■ WORK REQUIRED ■
Extract the rows below word for word, starting from the first one and ending after the line that contains "248,17,315,115", and omit the pictures from your copy.

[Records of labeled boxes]
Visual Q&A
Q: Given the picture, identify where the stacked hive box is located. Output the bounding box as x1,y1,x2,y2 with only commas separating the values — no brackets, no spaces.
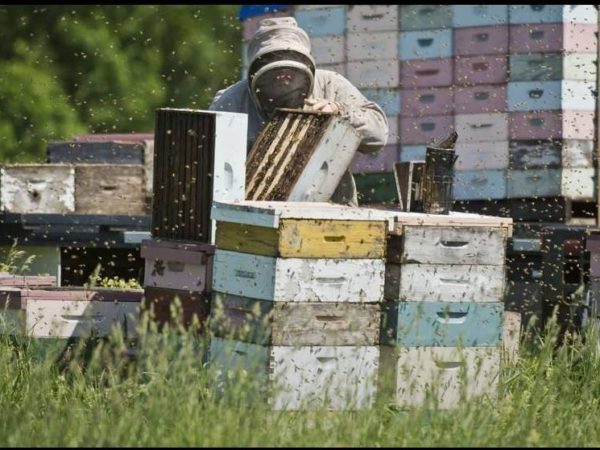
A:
238,5,597,208
507,5,598,200
399,5,454,165
380,213,512,408
141,108,247,326
346,5,400,202
452,5,509,200
210,201,392,410
0,284,143,359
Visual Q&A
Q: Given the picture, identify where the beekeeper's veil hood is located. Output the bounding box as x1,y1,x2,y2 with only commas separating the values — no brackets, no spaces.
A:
248,17,315,115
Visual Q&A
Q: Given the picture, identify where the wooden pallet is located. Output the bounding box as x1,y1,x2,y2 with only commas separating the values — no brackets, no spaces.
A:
453,197,597,225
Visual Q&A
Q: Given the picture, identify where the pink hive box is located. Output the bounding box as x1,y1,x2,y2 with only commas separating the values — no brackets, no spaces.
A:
454,55,508,86
401,87,454,117
508,110,594,139
400,58,453,88
454,84,507,114
454,25,508,56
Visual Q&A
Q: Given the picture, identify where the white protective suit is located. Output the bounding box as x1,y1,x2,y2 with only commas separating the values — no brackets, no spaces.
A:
210,17,388,205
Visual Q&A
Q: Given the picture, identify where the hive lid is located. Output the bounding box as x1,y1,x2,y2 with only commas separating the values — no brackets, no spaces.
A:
211,200,394,231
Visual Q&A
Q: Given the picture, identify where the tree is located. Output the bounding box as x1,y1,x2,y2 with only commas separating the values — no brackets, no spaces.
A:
0,5,241,162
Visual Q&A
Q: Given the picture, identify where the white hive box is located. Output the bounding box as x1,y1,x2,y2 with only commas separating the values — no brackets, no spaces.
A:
245,109,361,202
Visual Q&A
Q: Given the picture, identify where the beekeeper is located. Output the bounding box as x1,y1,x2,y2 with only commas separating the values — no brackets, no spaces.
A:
210,17,388,206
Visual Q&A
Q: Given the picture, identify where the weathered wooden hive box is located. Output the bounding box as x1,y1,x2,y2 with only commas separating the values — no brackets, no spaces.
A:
152,108,247,243
20,288,143,339
141,108,247,331
46,139,154,199
246,109,360,202
0,272,56,336
0,164,75,214
210,201,392,410
70,133,154,195
380,212,512,408
75,164,146,215
141,239,214,327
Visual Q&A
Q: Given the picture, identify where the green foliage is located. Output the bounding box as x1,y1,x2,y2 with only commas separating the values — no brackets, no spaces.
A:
0,239,35,275
0,5,241,162
0,321,600,447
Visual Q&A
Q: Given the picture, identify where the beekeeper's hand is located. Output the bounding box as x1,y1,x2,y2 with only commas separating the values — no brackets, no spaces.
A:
304,98,341,114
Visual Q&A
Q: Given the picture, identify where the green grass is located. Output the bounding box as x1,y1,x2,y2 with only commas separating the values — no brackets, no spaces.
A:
0,316,600,447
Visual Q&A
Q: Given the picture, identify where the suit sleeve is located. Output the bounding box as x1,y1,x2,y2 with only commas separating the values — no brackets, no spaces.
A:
326,73,389,153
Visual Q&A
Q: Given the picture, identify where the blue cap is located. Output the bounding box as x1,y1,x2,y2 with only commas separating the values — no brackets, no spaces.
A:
240,5,290,21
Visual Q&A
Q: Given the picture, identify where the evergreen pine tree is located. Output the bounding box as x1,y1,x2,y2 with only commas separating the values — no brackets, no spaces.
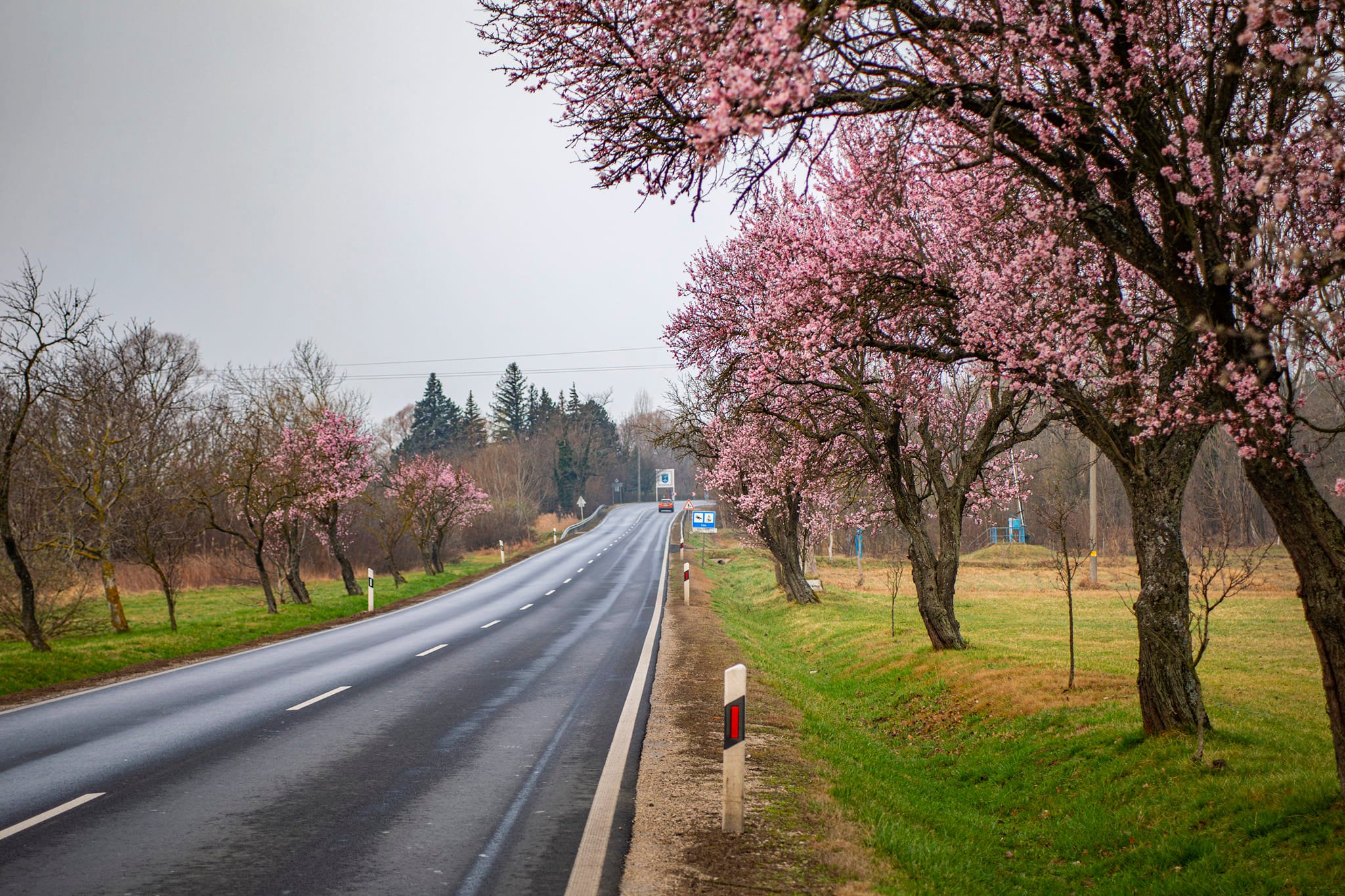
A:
444,399,463,449
491,362,527,442
397,373,449,454
526,383,540,435
463,393,487,450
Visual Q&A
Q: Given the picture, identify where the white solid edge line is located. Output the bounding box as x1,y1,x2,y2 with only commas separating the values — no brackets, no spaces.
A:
565,507,672,896
0,791,108,840
0,505,634,716
285,685,349,712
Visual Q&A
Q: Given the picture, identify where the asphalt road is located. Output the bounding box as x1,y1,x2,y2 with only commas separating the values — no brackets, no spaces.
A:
0,503,669,895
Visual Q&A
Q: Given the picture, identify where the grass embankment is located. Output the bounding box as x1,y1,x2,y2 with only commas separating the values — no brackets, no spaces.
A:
709,545,1345,893
0,551,499,696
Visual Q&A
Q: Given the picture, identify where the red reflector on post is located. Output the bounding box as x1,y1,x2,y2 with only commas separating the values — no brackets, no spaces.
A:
724,697,748,750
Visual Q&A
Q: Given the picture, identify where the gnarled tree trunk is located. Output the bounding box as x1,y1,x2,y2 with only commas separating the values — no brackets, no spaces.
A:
99,526,131,634
1130,479,1209,735
761,513,818,603
1243,453,1345,790
387,551,406,588
285,548,313,603
1097,419,1210,735
902,515,967,650
253,542,280,612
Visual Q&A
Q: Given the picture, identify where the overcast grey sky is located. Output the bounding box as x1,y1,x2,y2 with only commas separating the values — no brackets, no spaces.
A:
0,0,729,417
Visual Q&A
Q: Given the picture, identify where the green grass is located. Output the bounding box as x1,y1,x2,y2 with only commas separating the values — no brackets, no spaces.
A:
709,540,1345,893
0,551,499,694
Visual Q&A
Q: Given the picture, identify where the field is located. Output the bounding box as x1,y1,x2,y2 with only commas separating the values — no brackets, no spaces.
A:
707,536,1345,893
0,551,499,696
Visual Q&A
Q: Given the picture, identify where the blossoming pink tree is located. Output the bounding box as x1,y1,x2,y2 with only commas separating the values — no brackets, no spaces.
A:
271,408,374,595
698,407,835,603
387,456,491,575
667,196,1050,650
795,127,1217,733
483,0,1345,786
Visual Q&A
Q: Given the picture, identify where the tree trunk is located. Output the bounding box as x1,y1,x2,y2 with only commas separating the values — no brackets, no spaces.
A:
327,509,359,598
285,548,313,603
0,497,51,653
1122,470,1209,735
762,510,818,603
906,529,967,650
100,534,131,634
253,542,280,612
387,551,406,588
780,547,818,603
149,563,177,631
1243,453,1345,791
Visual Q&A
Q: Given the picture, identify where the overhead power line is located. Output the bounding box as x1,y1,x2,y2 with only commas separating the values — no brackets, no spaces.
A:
200,356,676,381
336,345,663,367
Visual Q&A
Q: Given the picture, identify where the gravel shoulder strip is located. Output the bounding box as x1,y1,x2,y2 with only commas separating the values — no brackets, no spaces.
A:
621,555,873,896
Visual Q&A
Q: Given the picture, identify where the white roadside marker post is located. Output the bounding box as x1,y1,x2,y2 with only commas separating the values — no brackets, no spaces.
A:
724,662,748,834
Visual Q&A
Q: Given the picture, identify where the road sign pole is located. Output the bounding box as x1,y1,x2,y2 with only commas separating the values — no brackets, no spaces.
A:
724,662,748,834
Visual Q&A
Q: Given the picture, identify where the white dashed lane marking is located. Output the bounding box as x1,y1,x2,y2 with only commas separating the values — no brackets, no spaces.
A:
285,685,349,712
0,791,106,840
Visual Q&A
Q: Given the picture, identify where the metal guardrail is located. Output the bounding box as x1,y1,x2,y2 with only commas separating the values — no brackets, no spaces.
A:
561,503,607,542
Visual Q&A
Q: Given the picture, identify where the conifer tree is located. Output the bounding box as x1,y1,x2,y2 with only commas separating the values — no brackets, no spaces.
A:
463,393,487,450
491,362,527,442
397,373,452,454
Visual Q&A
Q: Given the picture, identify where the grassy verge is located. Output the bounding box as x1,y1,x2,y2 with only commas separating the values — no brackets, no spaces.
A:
0,551,499,696
707,545,1345,893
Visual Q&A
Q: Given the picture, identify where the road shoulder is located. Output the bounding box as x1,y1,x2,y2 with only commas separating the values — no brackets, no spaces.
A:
621,555,871,896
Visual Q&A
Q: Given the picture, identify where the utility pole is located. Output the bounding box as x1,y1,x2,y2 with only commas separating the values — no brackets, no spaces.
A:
1088,442,1097,584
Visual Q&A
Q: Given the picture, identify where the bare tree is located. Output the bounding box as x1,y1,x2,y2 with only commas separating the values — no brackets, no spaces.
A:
1183,450,1269,764
196,402,286,612
35,324,199,633
0,255,99,650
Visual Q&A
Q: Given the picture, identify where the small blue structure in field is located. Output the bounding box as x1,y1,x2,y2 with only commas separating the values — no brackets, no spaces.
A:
986,516,1029,544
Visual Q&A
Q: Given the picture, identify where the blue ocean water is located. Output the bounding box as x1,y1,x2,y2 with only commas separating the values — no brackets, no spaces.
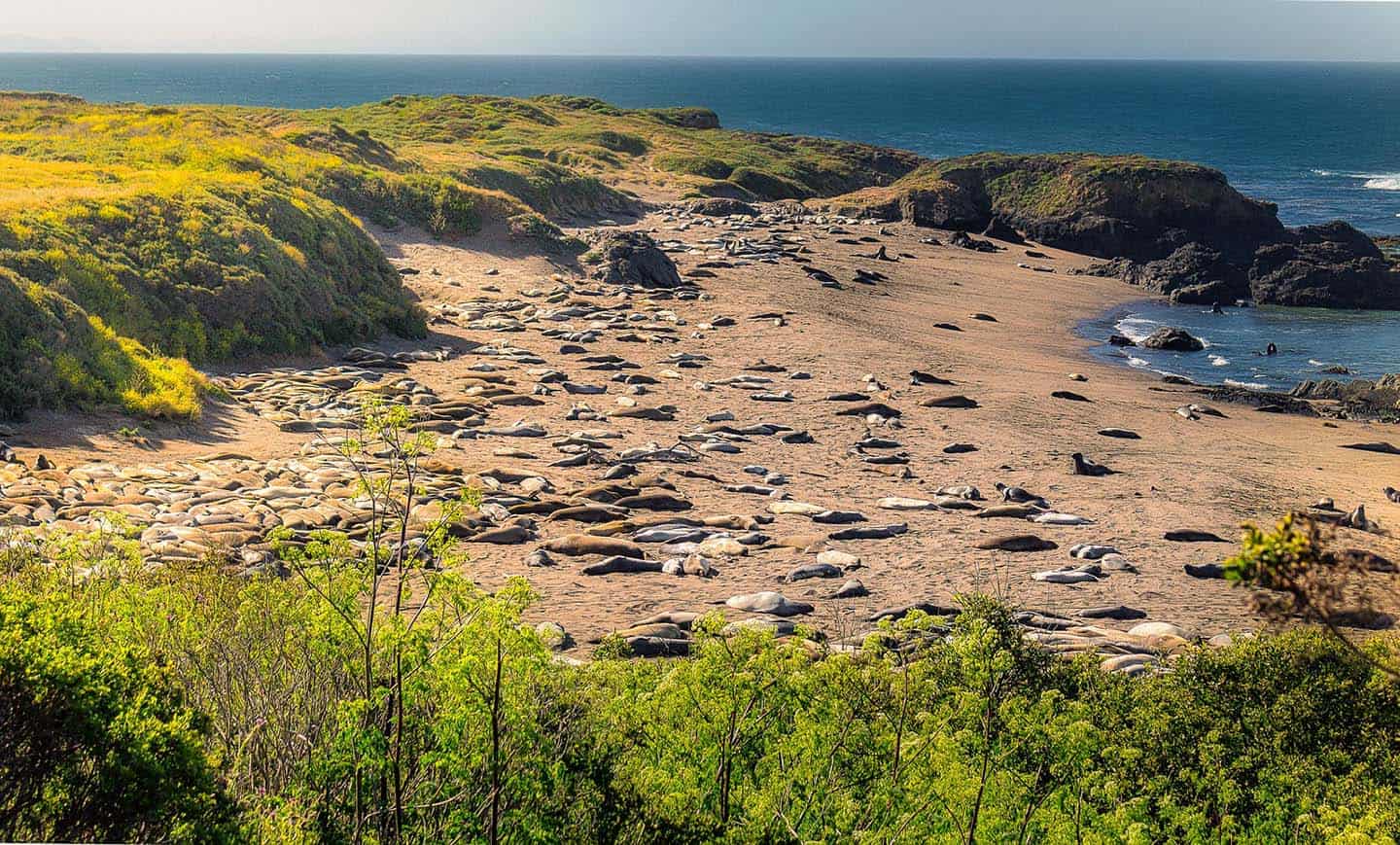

■ OUTPUT ■
Visual Q&A
Q: Given the picture, identify where the stacked hive box is located. Output the bounding box as x1,y1,x2,y2 with only commas separating the values — no brackets, no spaces.
A:
238,5,597,208
507,5,598,200
399,5,454,165
380,213,512,408
141,108,247,326
346,5,400,202
452,5,509,200
210,201,392,410
0,284,143,359
Visual Q&A
Q: Given the picture, identify where the beekeeper's veil hood is located. Output the bounding box as x1,y1,x2,y2 with only commas separating the values — no brackets, no spaces.
A:
248,17,315,115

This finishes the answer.